**Task description:** Beginning with the line where "of the green" appears, repeat every remaining line of the entries exactly, the last line included.

Records from a data collection:

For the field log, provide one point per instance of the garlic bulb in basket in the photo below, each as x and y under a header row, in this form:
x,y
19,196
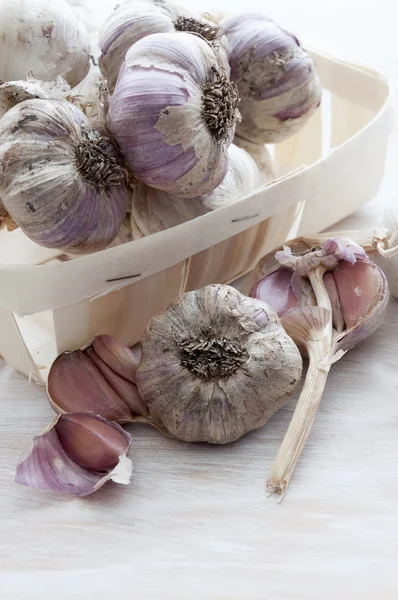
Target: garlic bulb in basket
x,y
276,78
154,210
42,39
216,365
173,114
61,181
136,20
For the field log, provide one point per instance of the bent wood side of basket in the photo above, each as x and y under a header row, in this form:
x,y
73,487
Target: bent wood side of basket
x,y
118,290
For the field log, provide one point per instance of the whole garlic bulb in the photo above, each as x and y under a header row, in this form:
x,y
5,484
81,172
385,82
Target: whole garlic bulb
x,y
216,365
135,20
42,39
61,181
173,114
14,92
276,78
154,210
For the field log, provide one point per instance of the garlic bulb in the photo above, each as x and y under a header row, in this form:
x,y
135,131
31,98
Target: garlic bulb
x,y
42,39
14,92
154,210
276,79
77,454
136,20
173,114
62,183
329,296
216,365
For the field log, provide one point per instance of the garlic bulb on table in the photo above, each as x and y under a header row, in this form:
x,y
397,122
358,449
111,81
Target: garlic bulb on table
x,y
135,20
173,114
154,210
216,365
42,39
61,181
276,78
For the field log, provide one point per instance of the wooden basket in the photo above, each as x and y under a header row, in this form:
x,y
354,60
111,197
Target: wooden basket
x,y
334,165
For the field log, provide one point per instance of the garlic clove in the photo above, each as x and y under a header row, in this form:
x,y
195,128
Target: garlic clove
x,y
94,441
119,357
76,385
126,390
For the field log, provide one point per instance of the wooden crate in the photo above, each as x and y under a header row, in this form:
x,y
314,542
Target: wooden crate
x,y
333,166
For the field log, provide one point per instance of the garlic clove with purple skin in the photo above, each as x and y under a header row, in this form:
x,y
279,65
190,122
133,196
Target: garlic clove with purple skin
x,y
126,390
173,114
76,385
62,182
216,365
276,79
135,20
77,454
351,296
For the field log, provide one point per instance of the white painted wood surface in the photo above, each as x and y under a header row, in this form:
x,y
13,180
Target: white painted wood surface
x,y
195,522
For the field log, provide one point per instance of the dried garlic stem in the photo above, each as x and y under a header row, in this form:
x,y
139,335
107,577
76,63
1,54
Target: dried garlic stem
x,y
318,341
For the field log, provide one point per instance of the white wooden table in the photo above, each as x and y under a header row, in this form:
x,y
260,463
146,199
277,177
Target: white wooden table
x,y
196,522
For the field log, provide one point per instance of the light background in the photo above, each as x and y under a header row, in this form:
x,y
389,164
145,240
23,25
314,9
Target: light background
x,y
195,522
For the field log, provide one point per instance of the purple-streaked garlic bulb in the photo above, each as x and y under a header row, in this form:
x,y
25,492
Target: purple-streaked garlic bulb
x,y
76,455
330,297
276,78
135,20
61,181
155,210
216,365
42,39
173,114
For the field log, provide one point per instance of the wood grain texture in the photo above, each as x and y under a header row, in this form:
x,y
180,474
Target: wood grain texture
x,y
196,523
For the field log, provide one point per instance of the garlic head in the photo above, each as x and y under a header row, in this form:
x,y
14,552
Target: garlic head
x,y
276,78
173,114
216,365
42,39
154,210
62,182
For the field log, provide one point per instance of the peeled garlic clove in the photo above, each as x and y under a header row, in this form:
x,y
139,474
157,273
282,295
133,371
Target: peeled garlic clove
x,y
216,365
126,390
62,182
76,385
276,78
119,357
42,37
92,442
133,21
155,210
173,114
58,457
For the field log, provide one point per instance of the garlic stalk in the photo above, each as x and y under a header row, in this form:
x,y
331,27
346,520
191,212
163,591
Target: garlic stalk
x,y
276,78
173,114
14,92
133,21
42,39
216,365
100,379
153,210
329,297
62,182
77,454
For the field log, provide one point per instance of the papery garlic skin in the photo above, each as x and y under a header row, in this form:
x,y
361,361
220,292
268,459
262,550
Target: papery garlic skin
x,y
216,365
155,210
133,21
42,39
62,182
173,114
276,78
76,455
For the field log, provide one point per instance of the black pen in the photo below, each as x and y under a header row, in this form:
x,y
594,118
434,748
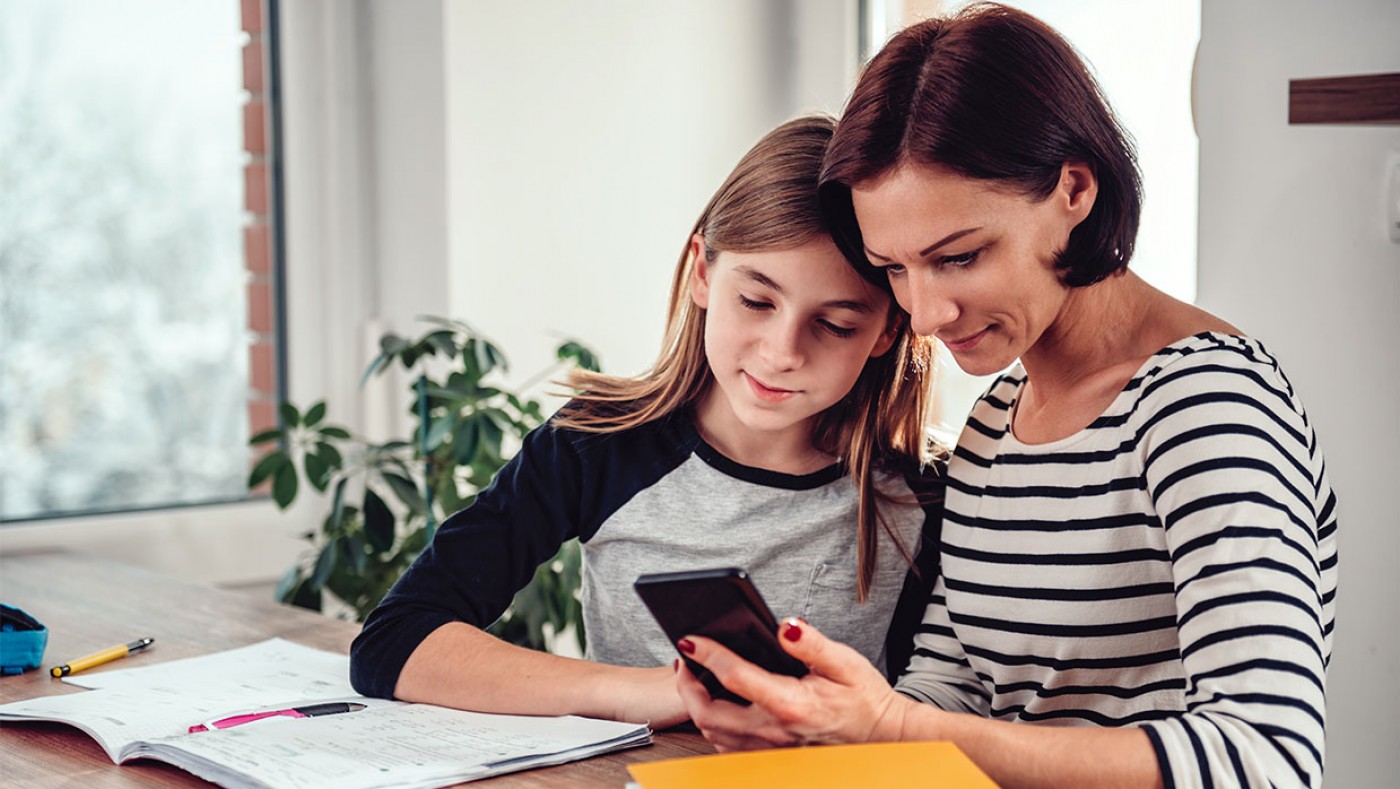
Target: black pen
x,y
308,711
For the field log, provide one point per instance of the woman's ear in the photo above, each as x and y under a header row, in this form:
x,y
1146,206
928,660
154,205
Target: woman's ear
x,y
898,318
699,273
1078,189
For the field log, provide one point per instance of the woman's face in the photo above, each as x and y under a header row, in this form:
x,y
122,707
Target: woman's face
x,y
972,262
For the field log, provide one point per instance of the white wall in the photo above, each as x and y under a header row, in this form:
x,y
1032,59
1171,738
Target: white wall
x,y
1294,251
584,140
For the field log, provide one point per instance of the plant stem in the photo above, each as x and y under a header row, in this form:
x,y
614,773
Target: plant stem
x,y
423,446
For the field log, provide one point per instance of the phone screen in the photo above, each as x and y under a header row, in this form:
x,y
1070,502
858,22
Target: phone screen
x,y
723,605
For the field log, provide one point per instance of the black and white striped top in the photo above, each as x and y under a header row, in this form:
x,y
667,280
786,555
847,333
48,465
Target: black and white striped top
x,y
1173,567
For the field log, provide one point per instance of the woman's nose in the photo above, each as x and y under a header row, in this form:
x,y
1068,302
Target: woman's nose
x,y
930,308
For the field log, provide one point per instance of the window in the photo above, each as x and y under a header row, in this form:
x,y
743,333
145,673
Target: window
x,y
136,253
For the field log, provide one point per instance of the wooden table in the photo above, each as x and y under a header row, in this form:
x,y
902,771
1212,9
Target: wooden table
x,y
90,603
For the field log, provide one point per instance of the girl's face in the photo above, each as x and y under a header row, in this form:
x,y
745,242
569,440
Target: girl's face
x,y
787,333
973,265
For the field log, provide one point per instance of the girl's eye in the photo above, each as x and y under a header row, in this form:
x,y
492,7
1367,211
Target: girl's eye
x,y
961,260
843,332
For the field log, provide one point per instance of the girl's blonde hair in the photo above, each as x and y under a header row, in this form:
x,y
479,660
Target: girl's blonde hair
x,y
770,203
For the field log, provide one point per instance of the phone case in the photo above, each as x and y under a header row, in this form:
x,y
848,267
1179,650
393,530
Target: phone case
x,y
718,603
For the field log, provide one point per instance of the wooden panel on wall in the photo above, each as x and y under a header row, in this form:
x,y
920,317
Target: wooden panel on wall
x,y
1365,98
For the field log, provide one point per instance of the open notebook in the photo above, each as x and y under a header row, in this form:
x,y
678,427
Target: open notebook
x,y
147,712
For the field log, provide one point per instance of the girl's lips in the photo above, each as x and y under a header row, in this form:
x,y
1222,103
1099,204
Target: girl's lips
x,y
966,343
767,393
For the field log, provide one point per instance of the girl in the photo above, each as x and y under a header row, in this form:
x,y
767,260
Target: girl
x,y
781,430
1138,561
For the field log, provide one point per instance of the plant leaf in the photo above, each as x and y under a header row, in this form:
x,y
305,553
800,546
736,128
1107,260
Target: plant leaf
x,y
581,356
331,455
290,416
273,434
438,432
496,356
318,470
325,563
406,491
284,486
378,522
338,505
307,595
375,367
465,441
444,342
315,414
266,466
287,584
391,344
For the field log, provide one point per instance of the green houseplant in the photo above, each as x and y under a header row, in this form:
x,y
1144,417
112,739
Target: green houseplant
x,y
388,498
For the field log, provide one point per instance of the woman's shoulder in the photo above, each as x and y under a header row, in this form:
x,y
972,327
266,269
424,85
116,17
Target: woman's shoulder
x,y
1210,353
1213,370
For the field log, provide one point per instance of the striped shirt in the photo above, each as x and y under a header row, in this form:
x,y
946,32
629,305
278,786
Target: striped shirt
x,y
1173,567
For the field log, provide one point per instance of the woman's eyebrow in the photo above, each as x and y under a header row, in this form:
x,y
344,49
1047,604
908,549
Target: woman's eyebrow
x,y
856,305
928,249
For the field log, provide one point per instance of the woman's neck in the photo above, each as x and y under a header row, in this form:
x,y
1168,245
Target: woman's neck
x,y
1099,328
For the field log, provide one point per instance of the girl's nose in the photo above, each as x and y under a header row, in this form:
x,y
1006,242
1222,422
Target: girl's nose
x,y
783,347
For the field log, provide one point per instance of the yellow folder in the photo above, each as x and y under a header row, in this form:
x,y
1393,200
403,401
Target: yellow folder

**Finished task:**
For the field log, provide one point per instance of the green houseplant in the photo above, each as x and y under a header row, in this form:
x,y
1144,417
112,739
Target: green houseplant
x,y
388,498
For the field log, provide one point per instance of the woman's shoulder in the photo above, each as x and y under a header row, in this form:
x,y
972,327
266,269
424,85
116,17
Target: woman's shoulder
x,y
1210,353
1213,370
For the field log, provide one point per instance of the striped shirt in the photo above, each as x and y under a header row, in this form:
x,y
946,32
629,305
278,786
Target: striped shirt
x,y
1173,567
For the field log, provide one point per instance of the woman's eyebrow in the photo above, each as x and y under a header row, in this form:
x,y
344,49
1047,604
908,549
Target: woman's eyebrow
x,y
856,305
928,249
For the field log, provide one point per instance of the woman's neck in the photo above, each as x and y under a header row, in this form:
x,y
1168,245
Target: woman's neck
x,y
1099,328
For the field log, provide one point per instance of the girl's nose in the photo above, each as x and y under a header row, in this form:
x,y
1006,242
1222,422
Target: girl's nose
x,y
783,347
For the field log, provide one point per instance of the yellow folder in the photo above, each as x and y under a header row, in this form:
x,y
1393,200
403,401
Target: yellow folder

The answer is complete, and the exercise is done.